* **Try it**
Copy out the entries exactly, and wherever a picture appears, leave it out.

* **Input data**
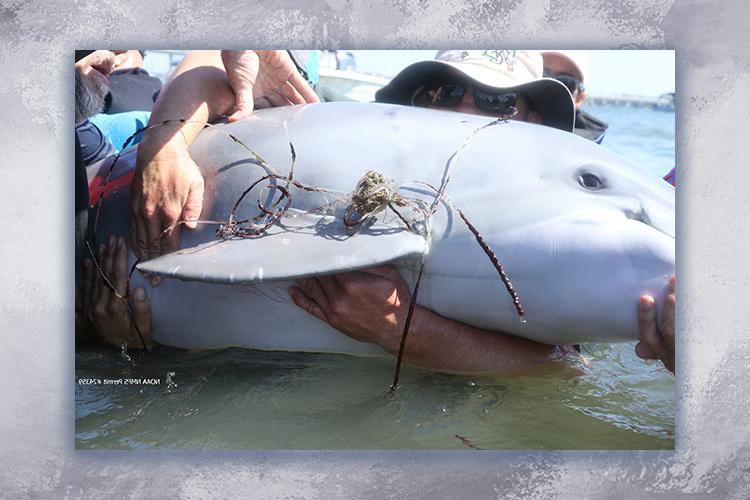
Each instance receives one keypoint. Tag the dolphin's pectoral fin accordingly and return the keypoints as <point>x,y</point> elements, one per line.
<point>302,247</point>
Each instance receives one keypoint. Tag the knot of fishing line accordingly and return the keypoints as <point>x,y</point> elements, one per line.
<point>373,194</point>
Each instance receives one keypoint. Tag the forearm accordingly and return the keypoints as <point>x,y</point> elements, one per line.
<point>199,92</point>
<point>438,343</point>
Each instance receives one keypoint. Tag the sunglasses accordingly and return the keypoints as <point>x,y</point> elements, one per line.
<point>573,84</point>
<point>450,95</point>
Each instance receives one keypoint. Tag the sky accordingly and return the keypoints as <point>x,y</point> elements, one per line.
<point>610,73</point>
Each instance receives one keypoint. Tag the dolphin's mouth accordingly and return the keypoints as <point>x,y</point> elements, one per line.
<point>639,214</point>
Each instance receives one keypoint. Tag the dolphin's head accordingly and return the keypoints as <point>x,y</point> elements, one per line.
<point>581,232</point>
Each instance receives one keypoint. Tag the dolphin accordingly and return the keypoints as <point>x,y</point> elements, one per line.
<point>580,232</point>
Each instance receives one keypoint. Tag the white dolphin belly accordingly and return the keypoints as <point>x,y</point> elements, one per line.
<point>578,259</point>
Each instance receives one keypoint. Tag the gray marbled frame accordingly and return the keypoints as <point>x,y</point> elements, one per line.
<point>712,458</point>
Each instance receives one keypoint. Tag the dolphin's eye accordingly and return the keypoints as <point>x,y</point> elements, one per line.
<point>590,181</point>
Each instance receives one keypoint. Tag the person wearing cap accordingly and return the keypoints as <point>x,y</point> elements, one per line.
<point>570,68</point>
<point>99,314</point>
<point>484,82</point>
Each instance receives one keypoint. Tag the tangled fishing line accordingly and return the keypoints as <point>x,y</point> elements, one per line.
<point>373,194</point>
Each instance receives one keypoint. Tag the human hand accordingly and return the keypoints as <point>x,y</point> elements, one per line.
<point>657,336</point>
<point>107,313</point>
<point>96,66</point>
<point>91,83</point>
<point>167,188</point>
<point>264,78</point>
<point>369,305</point>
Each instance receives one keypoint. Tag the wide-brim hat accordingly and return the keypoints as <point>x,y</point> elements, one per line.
<point>495,70</point>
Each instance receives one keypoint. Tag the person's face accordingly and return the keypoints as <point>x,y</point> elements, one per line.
<point>558,66</point>
<point>464,98</point>
<point>523,111</point>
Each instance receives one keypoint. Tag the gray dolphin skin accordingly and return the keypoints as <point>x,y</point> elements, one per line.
<point>580,232</point>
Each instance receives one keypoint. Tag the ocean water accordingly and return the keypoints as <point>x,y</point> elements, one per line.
<point>245,399</point>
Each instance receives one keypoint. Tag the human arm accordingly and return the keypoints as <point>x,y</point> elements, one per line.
<point>105,314</point>
<point>657,334</point>
<point>168,186</point>
<point>371,306</point>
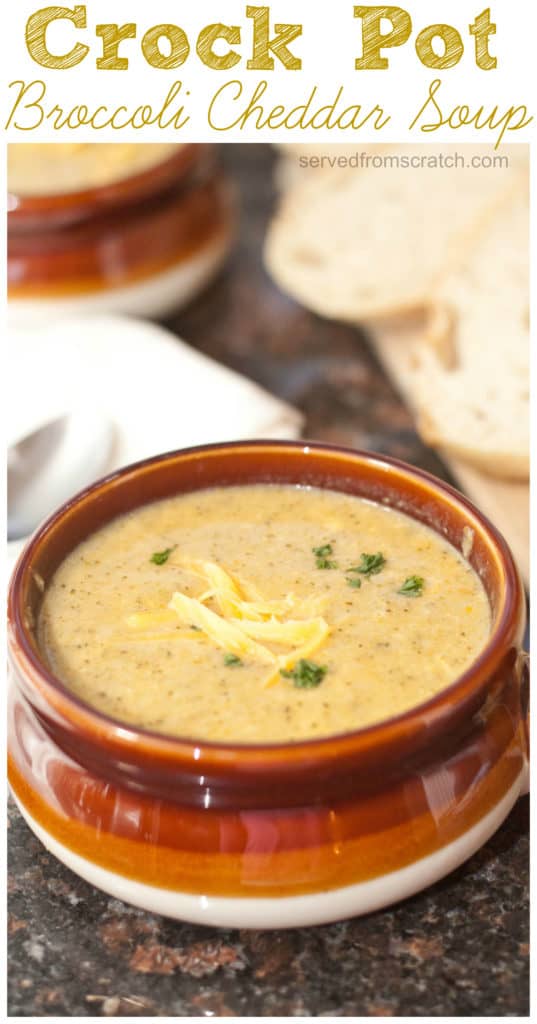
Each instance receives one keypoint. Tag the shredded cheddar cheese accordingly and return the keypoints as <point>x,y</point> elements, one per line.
<point>244,623</point>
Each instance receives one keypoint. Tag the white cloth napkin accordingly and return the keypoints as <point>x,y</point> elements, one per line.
<point>159,393</point>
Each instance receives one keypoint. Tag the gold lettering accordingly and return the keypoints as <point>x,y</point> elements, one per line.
<point>205,44</point>
<point>36,28</point>
<point>179,46</point>
<point>453,46</point>
<point>262,44</point>
<point>373,40</point>
<point>482,28</point>
<point>28,104</point>
<point>112,36</point>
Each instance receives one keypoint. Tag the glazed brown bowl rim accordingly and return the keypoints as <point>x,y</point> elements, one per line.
<point>129,188</point>
<point>83,716</point>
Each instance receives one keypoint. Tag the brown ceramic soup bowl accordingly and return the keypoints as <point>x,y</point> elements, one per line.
<point>276,835</point>
<point>143,245</point>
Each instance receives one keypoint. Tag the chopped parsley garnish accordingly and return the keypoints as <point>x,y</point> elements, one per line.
<point>159,557</point>
<point>305,674</point>
<point>232,659</point>
<point>322,557</point>
<point>413,587</point>
<point>369,564</point>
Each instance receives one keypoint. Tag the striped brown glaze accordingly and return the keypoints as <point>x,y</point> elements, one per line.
<point>79,243</point>
<point>278,819</point>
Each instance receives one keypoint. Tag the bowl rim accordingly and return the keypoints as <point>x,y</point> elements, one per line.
<point>131,187</point>
<point>102,727</point>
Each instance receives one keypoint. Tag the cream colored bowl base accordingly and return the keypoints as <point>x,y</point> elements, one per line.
<point>156,296</point>
<point>288,911</point>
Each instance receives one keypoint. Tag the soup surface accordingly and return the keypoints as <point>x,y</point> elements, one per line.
<point>48,168</point>
<point>261,613</point>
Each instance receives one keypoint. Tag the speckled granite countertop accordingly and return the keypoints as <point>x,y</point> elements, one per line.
<point>460,948</point>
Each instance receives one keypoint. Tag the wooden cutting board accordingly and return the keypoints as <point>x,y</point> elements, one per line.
<point>504,502</point>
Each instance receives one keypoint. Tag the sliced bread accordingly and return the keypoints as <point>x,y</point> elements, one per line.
<point>476,406</point>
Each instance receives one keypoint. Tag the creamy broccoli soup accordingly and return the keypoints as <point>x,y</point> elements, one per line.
<point>261,613</point>
<point>47,168</point>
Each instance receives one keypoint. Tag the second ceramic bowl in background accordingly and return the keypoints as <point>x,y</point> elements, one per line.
<point>143,244</point>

* **Exercise output**
Each instance receives one keypoint. Tag the dolphin's pectoral fin accordingly and return the keypoints as <point>x,y</point> elements, one per line.
<point>302,247</point>
Each instance receives one keypoint. Tag the knot of fishing line accordingly and return the keypoints as <point>x,y</point> elements, one per line.
<point>373,194</point>
Each instance receives one keypoint. Tag the forearm accordingly and return the keypoints as <point>x,y</point> elements, one per line.
<point>199,92</point>
<point>438,343</point>
Each instance receives one keypoint. Tag the sunglasses accordingly and return the keypoints as <point>x,y</point> elements, one per line.
<point>573,84</point>
<point>450,95</point>
Each instance receives one keypoint. Tag the sky accordingly and return the keypoints as <point>x,y</point> elements, one per line.
<point>610,73</point>
Each instance receives one keypoint. Tag the dolphin's mouth accordingly and return the keypoints as <point>x,y</point> elements, one per line.
<point>639,214</point>
Each instance receives one keypoint. Tag the dolphin's head accordingly and return the keypoints as <point>x,y</point> elements, one per line.
<point>581,232</point>
Each instance receives one keypoint. Tag the dolphin accordingly and return the keypoints as <point>x,y</point> elements, one per line.
<point>580,232</point>
Each instance receives one keypoint. Tag the white dolphin belly accordingly and return the keypoints as <point>x,y</point> elements, one per line.
<point>578,259</point>
Each instance receives one keypoint. Tag the gray marbled frame accordingly and return the keypoints as <point>x,y</point> elements, one per line.
<point>712,458</point>
Each instance receives one keypoint. Tag the dolphin's eye accordingly and return the keypoints as <point>x,y</point> elements, one per line.
<point>590,181</point>
Each instance receives one keypoint. Tag the person wearing cap accordingly and return the keypoints as <point>x,y</point> elements, one per line.
<point>570,68</point>
<point>99,314</point>
<point>484,82</point>
Each instance receives one keypoint. Tag the tangled fishing line accordingly and return the keypoints as <point>x,y</point> elements, one per line.
<point>373,194</point>
Each instance receives one keypoint. Tag the human hand accordingly and return the keypoints as <point>x,y</point> elements, one per line.
<point>657,336</point>
<point>107,313</point>
<point>96,66</point>
<point>91,83</point>
<point>167,188</point>
<point>264,78</point>
<point>369,305</point>
Each instance receives one keypoint. Tag the wide-brim hat accordingly and return the keypoints as <point>x,y</point> elements, one per line.
<point>495,70</point>
Each instance receives one keypoint. Tag the person's face accordingly and return the keypoints as <point>x,y</point> elements, one per line.
<point>558,66</point>
<point>464,98</point>
<point>523,111</point>
Each instance receives one keypoint. Tag the gray dolphin skin accordingly and return the keypoints as <point>x,y</point> elements, one per line.
<point>580,232</point>
Each instance receives one keypoint. Tag the ocean water accordingly and return the keypoints as <point>x,y</point> elements, one per line.
<point>245,399</point>
Each instance receives one keypoint. Tag the human arm accordingly and return the keypoints as <point>x,y</point> elements, one per line.
<point>105,314</point>
<point>657,334</point>
<point>168,186</point>
<point>371,306</point>
Each instance receives one keypoint. Tag the shredded cheddar cheese accordingly and return the keypoints as <point>x,y</point> elements, one per line.
<point>244,623</point>
Each instance receives one keypoint. Tag the white cloth napkin accordingly and return the keypoints as <point>x,y</point> elements, one per line.
<point>159,393</point>
Each instance receives one keypoint. Tag the gold lettering accordingly and return the keypoints as <point>x,y</point> elements, one per line.
<point>205,44</point>
<point>36,28</point>
<point>179,46</point>
<point>453,46</point>
<point>262,44</point>
<point>373,40</point>
<point>482,28</point>
<point>28,104</point>
<point>112,36</point>
Each instance receives one keypoint. Tag the glazed brown bowl rim accordingly and return the keypoints as <point>x,y</point> elements, one per line.
<point>129,188</point>
<point>83,716</point>
Each instance receives one keypoint. Tag the brown ceramic soup bowl accordingly and return the keypoints as <point>x,y</point> elements, one per line.
<point>276,835</point>
<point>143,245</point>
Each instance receives one keypoint. Tag the chopped parsley garnish accordingly and return the keypoints as <point>x,y</point> elements, one per line.
<point>159,557</point>
<point>305,674</point>
<point>232,659</point>
<point>322,557</point>
<point>413,587</point>
<point>369,564</point>
Each instance receives one keypoint. Tag the striped brown glaze accordingly and return the keypoints as <point>x,y</point> elements, one per line.
<point>79,243</point>
<point>278,819</point>
Each instance receives one keypoint. Tag the bowl rim accordingly and return the keypoints as <point>x,y</point> elements, one per line.
<point>131,187</point>
<point>102,727</point>
Each instance receives one keypoint. Tag the cream colored bowl base accordingly and return the keypoints as <point>x,y</point> elements, one per line.
<point>156,296</point>
<point>288,911</point>
Each instance receives one keypoint. Tag the soup surface accordingly and return the keypoints as <point>x,y</point> elements, one per line.
<point>48,168</point>
<point>261,613</point>
Each instance receives one keypoint. Tag the speckled granite countertop accordingly and return the keypoints as <point>x,y</point> elements, one per line.
<point>460,948</point>
Each instance receives one keypoint. Tag the wooden cutting board accordingly and return the keypoints as <point>x,y</point> elements, one per line.
<point>504,502</point>
Each instance receives one keypoint. Tag the sliced bread accordingly and return the keypoints as <point>x,y</point> elements, one per line.
<point>476,406</point>
Each instance receives one keypoint. Tag the creamy broccoli soup accordingly and return the keypoints as <point>x,y</point> elements, one per line.
<point>261,613</point>
<point>47,168</point>
Each instance receives one keypoint. Tag the second ceramic bowl in background accordingly and return the keypoints as <point>x,y</point> elements, one per line.
<point>143,244</point>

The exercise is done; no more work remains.